Supplied data:
----------------------------------------

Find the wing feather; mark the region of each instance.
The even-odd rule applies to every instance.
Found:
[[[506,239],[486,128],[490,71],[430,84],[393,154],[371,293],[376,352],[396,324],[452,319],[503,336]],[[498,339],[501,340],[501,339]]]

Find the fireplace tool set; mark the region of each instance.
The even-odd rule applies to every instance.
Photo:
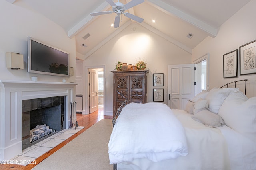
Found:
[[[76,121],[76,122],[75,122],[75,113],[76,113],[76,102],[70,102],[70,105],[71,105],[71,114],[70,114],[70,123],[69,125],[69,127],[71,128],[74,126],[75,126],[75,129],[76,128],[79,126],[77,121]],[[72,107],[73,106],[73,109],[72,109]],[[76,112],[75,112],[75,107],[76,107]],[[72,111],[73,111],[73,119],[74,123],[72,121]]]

----------------------------------------

Requirements: Write out every line of the items above as a JSON list of strings, one string per line, skipping blank lines and leaving out the pictures.

Completed task:
[
  "Find the wing feather; mark the region of each instance.",
  "The even-odd rule applies to every instance.",
  "Found:",
  "[[[506,239],[486,128],[490,71],[430,84],[393,154],[371,293],[376,352],[396,324],[452,319],[503,336]],[[498,339],[501,340],[501,339]]]",
  "Find the fireplace tool set; mark the region of each instance.",
  "The even-odd rule applies to every instance.",
  "Photo:",
  "Found:",
  "[[[76,121],[76,122],[75,122],[75,113],[76,113],[76,102],[70,102],[70,105],[71,105],[71,114],[70,114],[70,123],[69,125],[69,127],[71,128],[74,126],[75,126],[75,129],[76,128],[79,126],[77,121]],[[72,107],[73,106],[73,109],[72,109]],[[76,112],[75,112],[75,107],[76,107]],[[72,111],[73,111],[73,119],[74,123],[72,121]]]"
]